What to produce -> Copy out every line of the listing below without changing anything, and leave the pictures out of your answer.

Stored records ->

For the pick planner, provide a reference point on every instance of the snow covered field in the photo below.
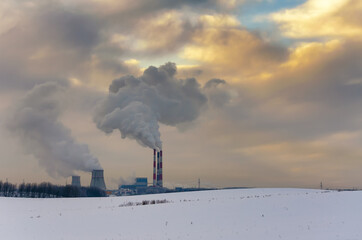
(265, 214)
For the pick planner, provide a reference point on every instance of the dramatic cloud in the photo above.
(134, 106)
(35, 122)
(322, 18)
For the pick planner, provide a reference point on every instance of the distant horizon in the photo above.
(237, 93)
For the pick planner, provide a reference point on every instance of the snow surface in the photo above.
(265, 214)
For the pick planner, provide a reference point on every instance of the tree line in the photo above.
(47, 190)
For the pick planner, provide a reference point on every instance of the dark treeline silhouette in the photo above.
(47, 190)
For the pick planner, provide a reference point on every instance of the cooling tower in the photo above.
(98, 179)
(154, 167)
(76, 181)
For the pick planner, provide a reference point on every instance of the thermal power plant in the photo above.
(157, 169)
(154, 167)
(98, 179)
(76, 181)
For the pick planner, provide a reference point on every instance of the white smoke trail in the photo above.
(35, 122)
(135, 106)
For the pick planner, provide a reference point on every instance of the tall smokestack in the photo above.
(154, 167)
(98, 179)
(76, 181)
(158, 168)
(160, 183)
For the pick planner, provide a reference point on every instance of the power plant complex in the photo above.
(140, 185)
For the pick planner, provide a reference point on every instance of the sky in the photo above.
(259, 93)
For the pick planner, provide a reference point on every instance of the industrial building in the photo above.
(98, 179)
(76, 181)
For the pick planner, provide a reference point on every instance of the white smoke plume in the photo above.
(35, 122)
(135, 105)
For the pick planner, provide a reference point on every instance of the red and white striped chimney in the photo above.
(160, 171)
(154, 167)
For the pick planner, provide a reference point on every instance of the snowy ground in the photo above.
(265, 214)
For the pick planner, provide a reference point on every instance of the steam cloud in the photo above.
(35, 122)
(135, 105)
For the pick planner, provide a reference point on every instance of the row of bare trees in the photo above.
(47, 190)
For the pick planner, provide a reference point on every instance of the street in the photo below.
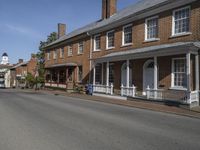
(36, 121)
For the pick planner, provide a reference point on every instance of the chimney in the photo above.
(61, 30)
(20, 61)
(109, 7)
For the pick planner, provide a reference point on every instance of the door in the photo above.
(148, 75)
(124, 75)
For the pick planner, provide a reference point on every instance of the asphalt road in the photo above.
(30, 121)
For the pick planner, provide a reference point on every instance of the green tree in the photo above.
(41, 56)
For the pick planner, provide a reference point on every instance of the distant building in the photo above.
(20, 71)
(4, 60)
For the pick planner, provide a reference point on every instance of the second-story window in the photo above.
(127, 35)
(80, 48)
(151, 28)
(54, 54)
(181, 21)
(110, 39)
(70, 50)
(48, 55)
(61, 52)
(97, 42)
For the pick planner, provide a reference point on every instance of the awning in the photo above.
(62, 65)
(146, 52)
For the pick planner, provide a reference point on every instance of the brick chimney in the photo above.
(20, 61)
(109, 7)
(61, 30)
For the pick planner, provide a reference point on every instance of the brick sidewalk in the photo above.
(137, 103)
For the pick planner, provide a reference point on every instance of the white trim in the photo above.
(151, 18)
(172, 74)
(79, 47)
(70, 47)
(173, 24)
(108, 48)
(94, 43)
(144, 74)
(127, 44)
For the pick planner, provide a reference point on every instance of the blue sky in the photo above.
(24, 23)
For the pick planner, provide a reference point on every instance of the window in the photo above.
(54, 54)
(48, 55)
(80, 48)
(70, 50)
(98, 74)
(62, 53)
(110, 39)
(181, 21)
(80, 73)
(111, 73)
(127, 35)
(97, 42)
(151, 28)
(179, 78)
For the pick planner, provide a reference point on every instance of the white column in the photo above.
(107, 74)
(197, 72)
(94, 74)
(188, 65)
(155, 73)
(102, 73)
(127, 73)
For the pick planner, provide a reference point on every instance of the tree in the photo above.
(41, 55)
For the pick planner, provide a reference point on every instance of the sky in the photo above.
(24, 23)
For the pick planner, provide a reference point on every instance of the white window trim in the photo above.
(78, 80)
(62, 56)
(79, 48)
(127, 44)
(70, 46)
(48, 55)
(172, 76)
(55, 54)
(173, 24)
(146, 20)
(108, 48)
(95, 50)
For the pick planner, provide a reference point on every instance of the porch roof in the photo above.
(62, 65)
(146, 52)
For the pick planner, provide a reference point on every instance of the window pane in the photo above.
(128, 35)
(182, 21)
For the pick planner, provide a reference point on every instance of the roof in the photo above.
(20, 64)
(134, 53)
(134, 9)
(63, 65)
(5, 54)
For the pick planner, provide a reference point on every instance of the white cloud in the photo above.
(24, 30)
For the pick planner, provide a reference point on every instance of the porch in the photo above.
(62, 76)
(164, 72)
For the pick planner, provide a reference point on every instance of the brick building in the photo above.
(20, 71)
(149, 49)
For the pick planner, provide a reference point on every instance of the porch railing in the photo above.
(176, 95)
(128, 91)
(103, 89)
(56, 85)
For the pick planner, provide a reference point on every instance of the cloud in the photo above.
(24, 31)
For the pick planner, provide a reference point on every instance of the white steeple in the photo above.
(5, 59)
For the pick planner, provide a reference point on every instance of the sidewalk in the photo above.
(134, 103)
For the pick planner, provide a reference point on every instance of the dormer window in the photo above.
(181, 21)
(127, 35)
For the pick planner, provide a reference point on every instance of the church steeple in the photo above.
(4, 60)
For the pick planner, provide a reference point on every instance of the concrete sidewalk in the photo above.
(133, 103)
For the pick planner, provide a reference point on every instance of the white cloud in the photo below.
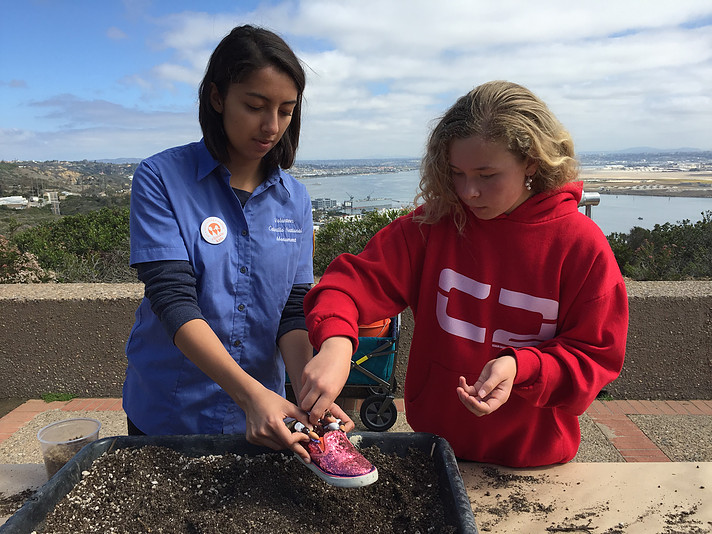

Output below ->
For the pick planner, provide a reference point on every instance of the snow covered field in the photo below.
(265, 214)
For the pick planner, provide a reference point on every instance of the dramatic cloud in the photo above.
(134, 106)
(35, 122)
(322, 18)
For the pick planner, provide a reference point on every instance of the distant horizon in the photo above.
(237, 93)
For the pick planner, provide a reference point on every instance of the snow surface in the photo above.
(265, 214)
For the pick planner, provide a reference point on every instance of the tree line in the photo above.
(47, 190)
For the pick planner, provide a reference point on every instance of the dark treeline silhouette in the photo above.
(47, 190)
For the pick planner, provide a reference point on every instance of the cooling tower in the photo above.
(98, 179)
(154, 167)
(76, 181)
For the pick planner, provide a reference point on every instance of the thermal power plant in the photo above.
(157, 169)
(154, 167)
(98, 179)
(76, 181)
For the pick planner, provide a reference point on every instance of the white smoke trail in the photo above.
(35, 122)
(135, 106)
For the pick planner, provide a reference point on every instance of the tall smokestack in the photo above.
(154, 167)
(98, 179)
(76, 181)
(158, 168)
(160, 183)
For the pick planner, provide a reference point on every instance of the power plant complex in the photo above.
(140, 185)
For the pick planner, provide a reference point on every instance of the sky in the photo above.
(259, 93)
For the pick planner, provide a reference point on every instance of the industrial building in the photo above.
(98, 179)
(76, 181)
For the pick planner, provide a reference point on every instance of the white smoke plume in the photo above.
(35, 122)
(135, 105)
For the pick planner, provide a reference point on every instance of the red and white striped chimney in the photo above.
(160, 171)
(154, 167)
For the pick planner, provide a reference point on every instance of the snowy ground in the photo above.
(265, 214)
For the pick planner, provide a reference point on every instance of the steam cloud in the photo above.
(35, 122)
(135, 105)
For the pick planner, provide a reference point on every instance of the row of bare trees in the photo above.
(47, 190)
For the pick planner, provide a reference point on every instance of the street in the photo below.
(36, 121)
For the pick planner, provide a reference point on every instance of the chimney in the photo above.
(61, 30)
(20, 61)
(109, 7)
For the pick planner, provide a reference point on every instance of the door in the photo above.
(148, 75)
(124, 75)
For the pick planner, provide a reference point on every instance of the asphalt road in the photo above.
(30, 121)
For the pick planner, provide a reference point on every instance of the green tree in the photo above.
(41, 56)
For the pick planner, provide a reference point on every instance of the distant building in the photo above.
(20, 71)
(4, 60)
For the pick planner, provide a reference point on every instance of the second-story window in the photo above.
(127, 35)
(80, 48)
(151, 28)
(54, 54)
(181, 21)
(110, 39)
(70, 50)
(48, 55)
(61, 52)
(97, 42)
For the pick planner, provide a reference point on every instance of the awning in the photo above.
(62, 65)
(146, 52)
For the pick planner, provide a reference point on every instance of the brick chimney in the photo above.
(20, 61)
(109, 7)
(61, 30)
For the pick planner, provide a reference point on every instance of the brick sidewalk in the photo above.
(137, 103)
For the pick planner, provide a reference point on every instance of the white trim in the photo above.
(151, 18)
(172, 74)
(79, 47)
(70, 47)
(173, 24)
(108, 48)
(94, 43)
(144, 74)
(127, 44)
For the pick planner, provide a reference point on every instance of the blue sky in the photo above.
(24, 23)
For the pick planner, provide a reference point on every instance of the window in the photo above.
(54, 54)
(48, 55)
(80, 48)
(70, 50)
(98, 74)
(62, 53)
(110, 39)
(181, 21)
(80, 73)
(111, 73)
(127, 35)
(97, 42)
(151, 28)
(179, 78)
For the pick planner, provide a reference point on every instance of the white column in the photo above.
(107, 74)
(197, 72)
(94, 74)
(188, 65)
(155, 73)
(102, 73)
(127, 73)
For the pick planner, provide a reference point on every instance of the tree in the photo above.
(41, 55)
For the pick planner, provide a reference point on every instance of the sky in the photo above.
(24, 23)
For the pick planner, provide a reference point on every instance of the white window trim in the photo above.
(78, 80)
(62, 56)
(79, 48)
(127, 44)
(70, 46)
(48, 55)
(172, 76)
(55, 54)
(173, 24)
(146, 20)
(108, 48)
(95, 50)
For the pick planner, provide a reference point on every instance of the porch roof in the photo above.
(62, 65)
(146, 52)
For the pick planner, provide a reference point on every instance of the window pane in the photo above.
(128, 35)
(182, 21)
For the pick planner, provide a reference point on every instance of the roof in the photo above.
(20, 64)
(134, 53)
(134, 9)
(63, 65)
(5, 54)
For the pick planner, provide a reference point on every instance of the white cloud in the photo above.
(24, 30)
For the pick planner, provide a reference point on every instance of the porch in the photo above.
(62, 76)
(164, 72)
For the pick planner, provide a reference point on every instance of the brick building in the photo above.
(20, 71)
(149, 49)
For the pick planner, provide a reference point on every instance of the porch railing in the photo above.
(176, 95)
(128, 91)
(103, 89)
(56, 85)
For the pick planner, provide a reference point on every instance of the cloud in the photo above.
(24, 31)
For the pick planner, provide a reference point on every instance of the white steeple in the photo above.
(5, 59)
For the pick planner, provide a reference point on every instance of the sidewalk in the photo above.
(134, 103)
For the pick planner, provide a reference point on every instance of the dormer window in the photo above.
(181, 21)
(127, 35)
For the pick planner, provide a reference point on every instance of the church steeple in the photo above.
(4, 60)
For the pick planner, provide a reference point on every instance of the concrete sidewalk in the photo above.
(133, 103)
For the pick planner, provide a reference point on every instance of the white cloud in the photo below.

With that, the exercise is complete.